> Study material:
+===+

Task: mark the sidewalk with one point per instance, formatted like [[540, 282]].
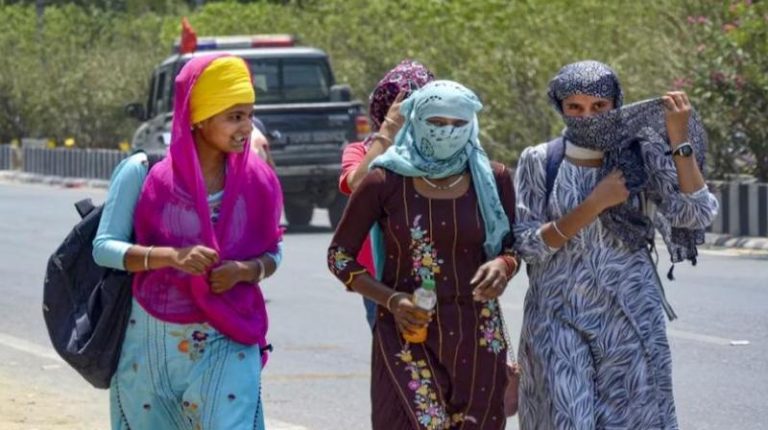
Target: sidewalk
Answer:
[[728, 241]]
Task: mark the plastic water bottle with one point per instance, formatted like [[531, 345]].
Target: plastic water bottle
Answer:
[[424, 298]]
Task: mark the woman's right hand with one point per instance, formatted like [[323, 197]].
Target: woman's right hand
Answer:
[[610, 191], [394, 120], [408, 316], [195, 260]]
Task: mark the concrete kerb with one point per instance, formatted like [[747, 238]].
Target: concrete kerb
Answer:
[[743, 242], [61, 181]]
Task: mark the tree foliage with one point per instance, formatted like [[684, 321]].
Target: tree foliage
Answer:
[[72, 75]]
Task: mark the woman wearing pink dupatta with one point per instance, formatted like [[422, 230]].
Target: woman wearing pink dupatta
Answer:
[[206, 226]]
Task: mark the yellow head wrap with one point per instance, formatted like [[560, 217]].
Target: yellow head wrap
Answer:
[[224, 83]]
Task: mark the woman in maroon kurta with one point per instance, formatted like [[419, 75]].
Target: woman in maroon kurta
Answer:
[[452, 228]]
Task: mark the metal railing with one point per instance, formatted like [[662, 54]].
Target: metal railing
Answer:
[[6, 157], [743, 208], [73, 163]]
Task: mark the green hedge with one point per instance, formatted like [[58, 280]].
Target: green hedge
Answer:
[[73, 78]]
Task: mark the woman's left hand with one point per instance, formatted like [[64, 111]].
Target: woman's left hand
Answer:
[[490, 280], [678, 111], [226, 275]]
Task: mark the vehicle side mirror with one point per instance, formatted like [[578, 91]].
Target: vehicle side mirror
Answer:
[[341, 93], [135, 110]]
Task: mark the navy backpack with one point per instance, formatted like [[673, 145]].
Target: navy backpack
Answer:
[[86, 306]]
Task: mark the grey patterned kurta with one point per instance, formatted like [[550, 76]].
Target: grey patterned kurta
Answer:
[[593, 349]]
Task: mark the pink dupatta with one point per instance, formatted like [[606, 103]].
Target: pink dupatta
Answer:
[[173, 211]]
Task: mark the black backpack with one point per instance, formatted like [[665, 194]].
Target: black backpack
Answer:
[[86, 306]]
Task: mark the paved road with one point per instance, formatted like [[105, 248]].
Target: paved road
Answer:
[[318, 376]]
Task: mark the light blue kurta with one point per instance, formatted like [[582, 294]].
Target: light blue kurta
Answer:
[[593, 349]]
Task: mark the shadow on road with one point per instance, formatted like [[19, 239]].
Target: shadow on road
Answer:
[[304, 229]]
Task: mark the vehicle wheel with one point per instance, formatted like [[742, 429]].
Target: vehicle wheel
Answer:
[[298, 214], [336, 210]]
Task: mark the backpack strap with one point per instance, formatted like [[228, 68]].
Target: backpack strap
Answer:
[[555, 155], [153, 157]]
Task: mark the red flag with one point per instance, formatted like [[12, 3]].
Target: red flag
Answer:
[[188, 37]]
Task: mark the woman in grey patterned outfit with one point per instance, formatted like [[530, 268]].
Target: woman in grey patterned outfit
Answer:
[[594, 352]]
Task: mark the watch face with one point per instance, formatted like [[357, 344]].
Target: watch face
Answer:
[[684, 151]]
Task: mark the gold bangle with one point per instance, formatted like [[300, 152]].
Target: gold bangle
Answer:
[[262, 271], [384, 138], [391, 121], [389, 300], [557, 229], [146, 258]]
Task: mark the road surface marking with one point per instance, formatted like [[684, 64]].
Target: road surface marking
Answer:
[[699, 337], [280, 425]]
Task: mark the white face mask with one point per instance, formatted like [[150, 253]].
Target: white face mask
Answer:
[[441, 143]]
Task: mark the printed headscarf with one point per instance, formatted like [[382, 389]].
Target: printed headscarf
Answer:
[[405, 75], [173, 210], [618, 133], [424, 150]]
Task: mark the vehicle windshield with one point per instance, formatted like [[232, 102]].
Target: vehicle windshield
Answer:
[[290, 80]]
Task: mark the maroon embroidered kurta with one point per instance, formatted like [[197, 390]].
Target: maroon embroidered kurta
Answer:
[[456, 379]]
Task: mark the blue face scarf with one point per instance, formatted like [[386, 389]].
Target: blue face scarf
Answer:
[[422, 149], [614, 133]]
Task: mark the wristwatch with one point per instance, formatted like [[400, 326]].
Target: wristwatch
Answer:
[[683, 150]]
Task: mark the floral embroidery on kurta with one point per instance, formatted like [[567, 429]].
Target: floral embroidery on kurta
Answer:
[[491, 327], [192, 414], [192, 341], [429, 411], [426, 263]]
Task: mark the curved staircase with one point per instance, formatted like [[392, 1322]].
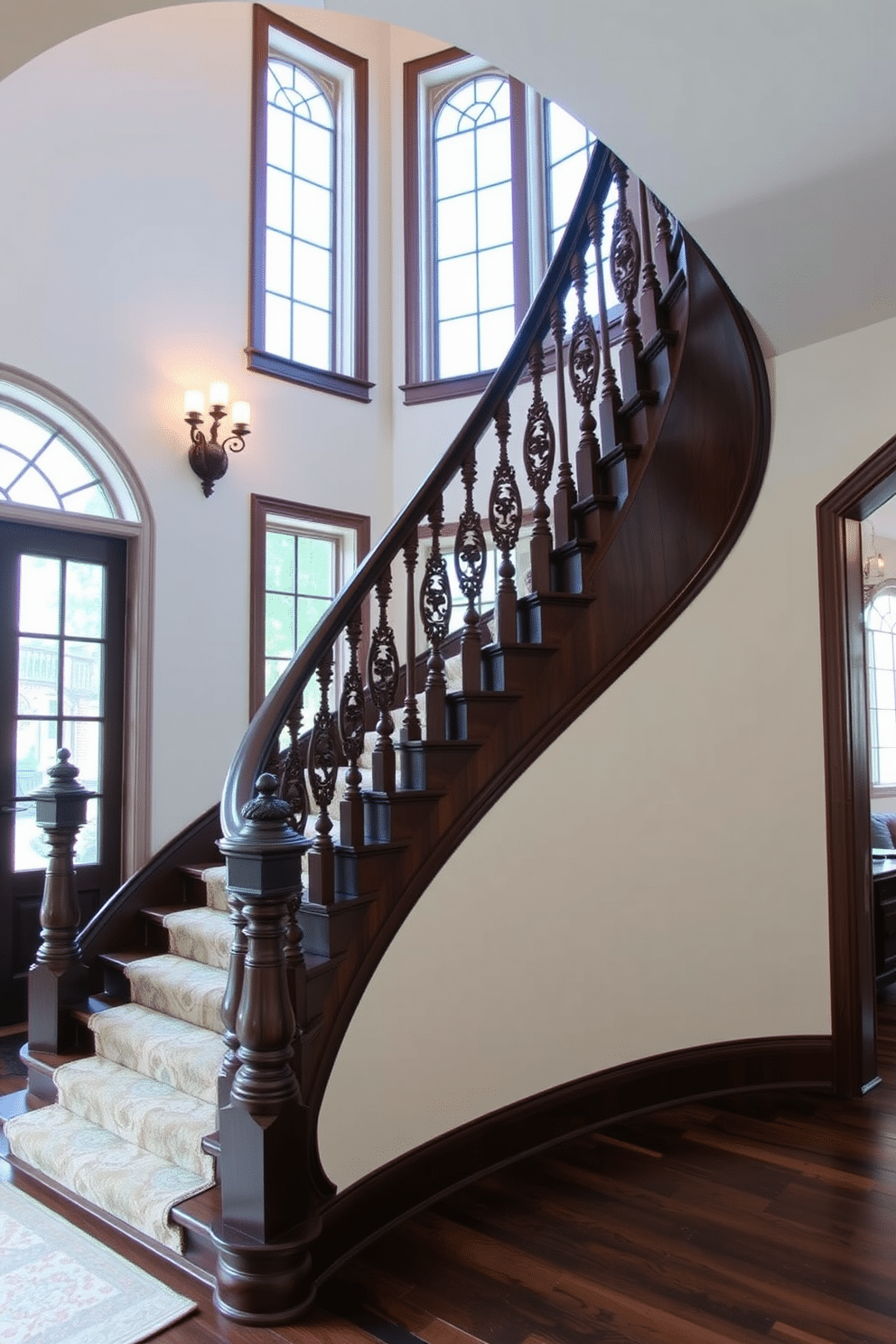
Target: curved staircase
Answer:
[[672, 409]]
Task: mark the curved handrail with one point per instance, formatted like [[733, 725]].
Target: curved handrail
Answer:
[[265, 727]]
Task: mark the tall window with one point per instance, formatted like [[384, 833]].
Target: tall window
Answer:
[[880, 643], [301, 558], [309, 217], [493, 171]]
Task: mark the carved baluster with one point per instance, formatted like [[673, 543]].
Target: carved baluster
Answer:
[[267, 1200], [537, 457], [233, 994], [435, 613], [565, 496], [664, 242], [382, 677], [584, 366], [411, 730], [58, 977], [471, 558], [322, 768], [649, 283], [625, 269], [293, 770], [610, 398], [350, 729], [505, 518]]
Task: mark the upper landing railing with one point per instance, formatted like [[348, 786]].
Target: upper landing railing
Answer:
[[641, 259]]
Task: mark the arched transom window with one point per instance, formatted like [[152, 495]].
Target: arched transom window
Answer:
[[41, 468]]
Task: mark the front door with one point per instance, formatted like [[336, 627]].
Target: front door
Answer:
[[62, 622]]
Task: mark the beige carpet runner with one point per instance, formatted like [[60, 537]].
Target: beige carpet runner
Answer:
[[128, 1126]]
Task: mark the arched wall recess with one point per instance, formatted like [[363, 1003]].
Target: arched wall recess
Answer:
[[131, 519]]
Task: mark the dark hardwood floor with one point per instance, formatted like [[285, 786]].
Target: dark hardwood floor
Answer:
[[761, 1219]]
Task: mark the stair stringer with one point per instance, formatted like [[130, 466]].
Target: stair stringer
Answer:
[[691, 493]]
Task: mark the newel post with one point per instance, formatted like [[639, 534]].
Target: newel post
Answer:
[[267, 1217], [58, 979]]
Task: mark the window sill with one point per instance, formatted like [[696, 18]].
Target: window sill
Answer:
[[322, 379], [443, 388]]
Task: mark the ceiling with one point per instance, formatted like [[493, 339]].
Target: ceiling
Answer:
[[767, 126]]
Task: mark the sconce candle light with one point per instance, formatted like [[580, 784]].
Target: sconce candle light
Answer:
[[209, 457]]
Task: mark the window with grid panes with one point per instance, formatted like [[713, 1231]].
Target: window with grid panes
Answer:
[[493, 173], [309, 228]]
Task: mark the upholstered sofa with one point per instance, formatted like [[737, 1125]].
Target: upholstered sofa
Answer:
[[882, 829]]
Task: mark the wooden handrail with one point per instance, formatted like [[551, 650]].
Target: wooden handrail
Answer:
[[264, 730]]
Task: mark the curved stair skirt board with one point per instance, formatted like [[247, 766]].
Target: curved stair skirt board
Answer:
[[695, 430], [416, 1179]]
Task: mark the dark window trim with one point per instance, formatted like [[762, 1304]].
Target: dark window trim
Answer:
[[415, 387], [262, 506], [342, 385]]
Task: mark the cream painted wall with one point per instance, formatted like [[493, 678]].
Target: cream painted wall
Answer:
[[126, 238], [662, 866]]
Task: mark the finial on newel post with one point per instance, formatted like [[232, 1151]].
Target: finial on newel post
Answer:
[[267, 1217]]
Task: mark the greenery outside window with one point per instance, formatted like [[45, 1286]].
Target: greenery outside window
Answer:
[[300, 559]]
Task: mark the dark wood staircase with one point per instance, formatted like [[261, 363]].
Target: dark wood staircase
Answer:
[[639, 530]]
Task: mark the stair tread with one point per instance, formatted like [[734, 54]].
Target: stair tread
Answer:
[[165, 1049], [138, 1109], [116, 1175], [185, 989]]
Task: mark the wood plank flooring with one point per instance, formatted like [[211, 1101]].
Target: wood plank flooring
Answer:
[[719, 1223]]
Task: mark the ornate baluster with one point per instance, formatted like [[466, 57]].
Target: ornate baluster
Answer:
[[322, 768], [58, 977], [435, 613], [649, 283], [505, 517], [293, 770], [382, 677], [233, 994], [471, 558], [537, 456], [350, 729], [625, 269], [610, 398], [584, 366], [411, 730], [565, 496], [664, 242], [267, 1202]]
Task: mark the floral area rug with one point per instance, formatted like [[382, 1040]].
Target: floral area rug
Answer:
[[61, 1286]]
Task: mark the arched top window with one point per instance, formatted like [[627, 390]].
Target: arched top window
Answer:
[[309, 210], [300, 272], [880, 639], [39, 468], [54, 456], [473, 226]]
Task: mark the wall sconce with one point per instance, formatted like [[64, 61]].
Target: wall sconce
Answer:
[[873, 570], [209, 457]]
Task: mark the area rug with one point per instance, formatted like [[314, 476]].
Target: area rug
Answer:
[[61, 1286]]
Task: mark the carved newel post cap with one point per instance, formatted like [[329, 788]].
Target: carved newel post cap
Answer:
[[63, 801], [265, 855]]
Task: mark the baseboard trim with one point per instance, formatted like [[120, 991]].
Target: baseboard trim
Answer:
[[416, 1179]]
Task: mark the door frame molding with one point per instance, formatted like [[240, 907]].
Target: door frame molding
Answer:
[[138, 528], [846, 768]]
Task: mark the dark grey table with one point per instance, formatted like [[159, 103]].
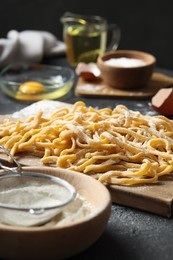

+===+

> Task instructions: Give again, exactly, the lines from the start of the data through the one holding "Task: mark the woman's right"; omit the pictures.

> Exercise response:
Task: mark the sidewalk with one point per instance, formatted like [[540, 282]].
Target: sidewalk
Answer:
[[728, 241]]
Task: mark the plastic water bottle with one point per instance, formatted like [[531, 345]].
Target: plastic water bottle
Answer:
[[424, 298]]
Task: mark the woman's right hand with one point per instance, formatted like [[323, 197]].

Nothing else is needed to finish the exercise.